Work to complete =>
Return each line of the material verbatim.
━━━━━━
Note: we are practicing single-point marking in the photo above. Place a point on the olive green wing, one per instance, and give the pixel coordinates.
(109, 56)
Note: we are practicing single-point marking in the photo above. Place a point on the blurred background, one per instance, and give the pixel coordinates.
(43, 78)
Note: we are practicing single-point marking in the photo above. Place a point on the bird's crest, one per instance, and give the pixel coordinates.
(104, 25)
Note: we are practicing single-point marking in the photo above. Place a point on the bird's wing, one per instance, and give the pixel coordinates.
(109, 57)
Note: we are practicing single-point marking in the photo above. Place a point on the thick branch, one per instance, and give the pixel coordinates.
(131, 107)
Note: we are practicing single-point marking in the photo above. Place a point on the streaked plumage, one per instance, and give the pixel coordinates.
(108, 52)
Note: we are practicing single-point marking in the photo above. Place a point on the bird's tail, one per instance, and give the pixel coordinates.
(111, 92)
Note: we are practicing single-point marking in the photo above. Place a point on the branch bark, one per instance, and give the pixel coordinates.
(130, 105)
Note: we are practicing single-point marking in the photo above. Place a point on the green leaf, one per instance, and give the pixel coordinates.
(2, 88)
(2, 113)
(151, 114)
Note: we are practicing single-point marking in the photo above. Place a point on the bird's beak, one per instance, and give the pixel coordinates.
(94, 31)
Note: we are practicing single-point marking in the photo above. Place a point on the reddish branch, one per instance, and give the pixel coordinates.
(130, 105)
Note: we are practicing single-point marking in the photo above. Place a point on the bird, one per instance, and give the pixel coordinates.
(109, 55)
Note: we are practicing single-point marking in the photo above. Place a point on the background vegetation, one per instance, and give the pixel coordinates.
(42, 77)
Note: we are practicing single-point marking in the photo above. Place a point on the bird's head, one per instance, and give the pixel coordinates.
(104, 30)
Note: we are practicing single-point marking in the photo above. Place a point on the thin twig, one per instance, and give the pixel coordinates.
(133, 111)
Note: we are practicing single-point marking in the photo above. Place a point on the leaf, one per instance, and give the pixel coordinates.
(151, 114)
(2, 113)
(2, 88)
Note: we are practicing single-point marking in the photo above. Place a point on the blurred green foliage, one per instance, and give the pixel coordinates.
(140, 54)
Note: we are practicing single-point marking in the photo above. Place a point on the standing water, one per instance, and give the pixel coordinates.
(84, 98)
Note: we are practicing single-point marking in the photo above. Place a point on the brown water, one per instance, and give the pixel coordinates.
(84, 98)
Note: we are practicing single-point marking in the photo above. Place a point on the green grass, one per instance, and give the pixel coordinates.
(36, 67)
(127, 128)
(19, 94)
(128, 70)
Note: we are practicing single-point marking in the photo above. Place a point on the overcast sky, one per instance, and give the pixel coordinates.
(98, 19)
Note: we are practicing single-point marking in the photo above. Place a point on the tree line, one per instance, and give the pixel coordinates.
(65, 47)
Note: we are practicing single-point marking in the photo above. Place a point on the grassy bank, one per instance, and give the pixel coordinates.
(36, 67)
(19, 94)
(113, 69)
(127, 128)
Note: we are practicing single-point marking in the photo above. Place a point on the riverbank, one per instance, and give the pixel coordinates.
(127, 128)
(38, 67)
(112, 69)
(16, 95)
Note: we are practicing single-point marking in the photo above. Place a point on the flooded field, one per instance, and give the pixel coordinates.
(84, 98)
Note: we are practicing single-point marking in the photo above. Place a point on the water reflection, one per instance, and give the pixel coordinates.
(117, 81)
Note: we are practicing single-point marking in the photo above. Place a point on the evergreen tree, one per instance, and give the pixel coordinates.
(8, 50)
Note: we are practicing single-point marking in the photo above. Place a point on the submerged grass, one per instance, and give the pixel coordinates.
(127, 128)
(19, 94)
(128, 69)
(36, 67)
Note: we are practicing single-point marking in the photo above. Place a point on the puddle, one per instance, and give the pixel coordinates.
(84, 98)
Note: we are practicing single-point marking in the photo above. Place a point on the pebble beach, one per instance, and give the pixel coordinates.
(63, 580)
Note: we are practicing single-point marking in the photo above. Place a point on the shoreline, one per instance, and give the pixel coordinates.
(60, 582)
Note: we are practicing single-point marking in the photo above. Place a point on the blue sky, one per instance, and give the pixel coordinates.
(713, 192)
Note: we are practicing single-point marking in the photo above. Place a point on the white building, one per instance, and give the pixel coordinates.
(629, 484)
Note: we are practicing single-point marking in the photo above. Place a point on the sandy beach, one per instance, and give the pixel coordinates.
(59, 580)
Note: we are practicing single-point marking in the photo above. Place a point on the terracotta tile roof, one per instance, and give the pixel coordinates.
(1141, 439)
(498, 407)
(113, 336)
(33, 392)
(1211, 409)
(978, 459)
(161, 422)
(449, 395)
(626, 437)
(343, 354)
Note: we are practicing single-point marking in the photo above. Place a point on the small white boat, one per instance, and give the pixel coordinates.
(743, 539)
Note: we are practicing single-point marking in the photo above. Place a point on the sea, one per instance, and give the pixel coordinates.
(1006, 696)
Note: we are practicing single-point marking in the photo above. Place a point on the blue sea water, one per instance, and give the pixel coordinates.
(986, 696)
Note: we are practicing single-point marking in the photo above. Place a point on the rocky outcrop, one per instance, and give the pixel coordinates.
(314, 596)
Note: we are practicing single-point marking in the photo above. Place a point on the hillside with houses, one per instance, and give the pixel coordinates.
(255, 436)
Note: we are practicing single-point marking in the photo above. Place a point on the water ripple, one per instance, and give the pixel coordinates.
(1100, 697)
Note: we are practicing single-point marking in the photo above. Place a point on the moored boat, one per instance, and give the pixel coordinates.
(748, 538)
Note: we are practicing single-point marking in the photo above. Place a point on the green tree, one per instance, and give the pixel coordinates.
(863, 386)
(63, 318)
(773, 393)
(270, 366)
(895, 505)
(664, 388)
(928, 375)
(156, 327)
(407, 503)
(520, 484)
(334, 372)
━━━━━━
Reply =>
Note: we are practicing single-point marking in the photo above. Place a point on the olive green wing, one per instance, and give the pixel coordinates.
(109, 56)
Note: we are practicing single-point marking in the photo above. Place a point on the blurred background, one per instance, and give the pixel coordinates.
(43, 78)
Note: we are practicing single-point marking in the photo above. Place a point on the bird's crest, one per instance, and give the pixel coordinates.
(104, 25)
Note: we are practicing single-point marking in the photo above. Place a point on the bird's wing, one per instance, and give the pixel coordinates.
(109, 57)
Note: we are practicing single-point marking in the photo above. Place a point on the thick branch, one per instance, and give the pixel coordinates.
(131, 107)
Note: we are practicing single-point marking in the photo above. Place a point on the streaked plumage, one per instance, and give the pixel coordinates.
(108, 52)
Note: we are practicing single-point marking in the photo above. Place a point on the bird's tail, one per instance, and give the pixel coordinates.
(111, 92)
Note: we are practicing single-point marking in the photo above. Place a point on the branch bark, one per instance, and give the pixel coordinates.
(130, 105)
Note: we are practicing single-point marking in the photo above. Place a point on the green leaf, one per instance, and give the pixel coordinates.
(2, 88)
(2, 113)
(151, 114)
Note: we are practicing single-point marking in the photo above. Place a point on the bird's beak, one per instance, and give the pixel coordinates.
(94, 31)
Note: we are practicing single-point marking in the photo above. Place a point on the reddish branch, one per instance, and give the pixel coordinates.
(130, 105)
Note: we are practicing single-point marking in the photo above. Place a point on the bird, one per instance, and give the pixel coordinates.
(109, 55)
Note: we are practicing single-point marking in the photo above. Place a point on the background vegetation, one per instance, and give the pixel coordinates.
(42, 77)
Note: we are practicing single-point marking in the photo above. Place a point on the bird's head, one per instance, and give the pixel coordinates.
(104, 30)
Note: we are practicing single-point marking in the photo above. Place a point on the thin twig, one per instance, and give the pixel coordinates.
(133, 111)
Note: we are practicing single-point marking in the photo above. Place a point on the leaf, one per instance, and give the pixel coordinates.
(151, 114)
(2, 113)
(2, 88)
Note: we are practicing single-point marking in the photo above. Place a point on the blurred green foliage, one per instance, and give the pixel coordinates.
(140, 54)
Note: we are practicing single-point marking in the photo above. Place a point on the standing water, one per instance, and give the pixel coordinates.
(84, 98)
Note: we are practicing single-point marking in the photo above. Place a point on the brown water, one per instance, and give the pixel coordinates.
(84, 98)
Note: we are practicing single-point marking in the photo above. Place a point on the green grass, one per instance, and give the pixel coordinates.
(36, 67)
(127, 128)
(19, 94)
(128, 70)
Note: we are practicing single-point marking in the photo above. Place a point on the overcast sky, one per instance, and give the pixel coordinates.
(98, 19)
Note: we are practicing single-point marking in the photo above. Place a point on the tree line, one per instance, and give the pixel coordinates.
(65, 47)
Note: we are practicing single-point marking in the photo above. Place a point on the grassy bank, one per instance, and give the pixel coordinates.
(36, 67)
(19, 94)
(113, 69)
(127, 128)
Note: we are practicing single-point marking in the photo above. Place a point on the riverbank, one per instance, and give the pixel coordinates.
(127, 128)
(38, 67)
(112, 69)
(16, 95)
Note: we are practicing single-point marking in the photo above. Place a point on the flooded field, one per instance, and give the pixel coordinates.
(84, 98)
Note: we are practicing single-point marking in the photo above. Place a point on the water reflection, one per instance, and give the pixel coordinates.
(117, 81)
Note: we are practicing single-point marking in the photo above. Place a point on the evergreen tree, one per instance, and give the pixel coordinates.
(8, 50)
Note: we are practicing single-point marking in the photo above. Place a point on the submerged grass, one per instance, and give the pixel coordinates.
(127, 128)
(19, 94)
(128, 69)
(36, 67)
Note: we are practicing single-point marking in the photo above. Place a point on the puddle, one per instance, and give the pixel coordinates.
(84, 98)
Note: we are practicing single-point marking in the photo above. Place a point on the pebble beach, one per instance, and give the pixel coordinates.
(63, 580)
Note: we are practicing single-point marking in the photo above. Place a point on the shoreline, one per instance, and give the pixel coordinates.
(60, 582)
Note: we are practicing single-point marking in the photo above. Place a point on the blue sky, one per instance, and give the pixel coordinates.
(713, 192)
Note: we are practicing single-point marking in the photo above. Place a point on the white building, one per instance, and give the pixel coordinates.
(629, 484)
Note: we are practicing single-point marking in the photo above. Place a point on the sandy beach, one per instance, and give the pixel coordinates.
(59, 580)
Note: we are practicing single-point marking in the photo above. Place a point on the terracotta tile roof, one per instance, and give the pixel coordinates.
(1141, 439)
(498, 407)
(113, 336)
(33, 392)
(1211, 409)
(978, 459)
(161, 422)
(449, 395)
(626, 437)
(343, 354)
Note: we are practicing single-point marking in the photo above. Place a point on the small white boat, one per instance, and give the pixel coordinates.
(743, 539)
Note: we are practicing single-point marking in the photo above. Place a point on the sea, one per instance, and give the pixel coordinates.
(1006, 696)
Note: we are practicing single-point marking in the photo above. Place a point on the blue sea water, one per instance, and give the pixel coordinates.
(986, 696)
Note: we are practicing single-point marking in the photo above. Place a point on the rocky outcrop, one per instance, and give the pixel coordinates.
(314, 596)
Note: we are practicing single-point marking in the photo above. Place a point on the hillside with houses, one per instance, and give the pixel coordinates.
(255, 436)
Note: we are practicing single-point marking in the photo above. Place a point on the water ripple, one per instance, and give the pixel coordinates.
(1100, 697)
Note: we are practicing single-point marking in the photo above. Place a point on the moored boat, one per instance, and give the pixel coordinates.
(748, 538)
Note: we are practicing single-point marking in the photo above. Place a point on the green tree, one per instance, and give the pixel coordinates.
(863, 386)
(63, 318)
(773, 393)
(270, 366)
(895, 505)
(664, 388)
(928, 375)
(156, 327)
(407, 503)
(520, 484)
(334, 372)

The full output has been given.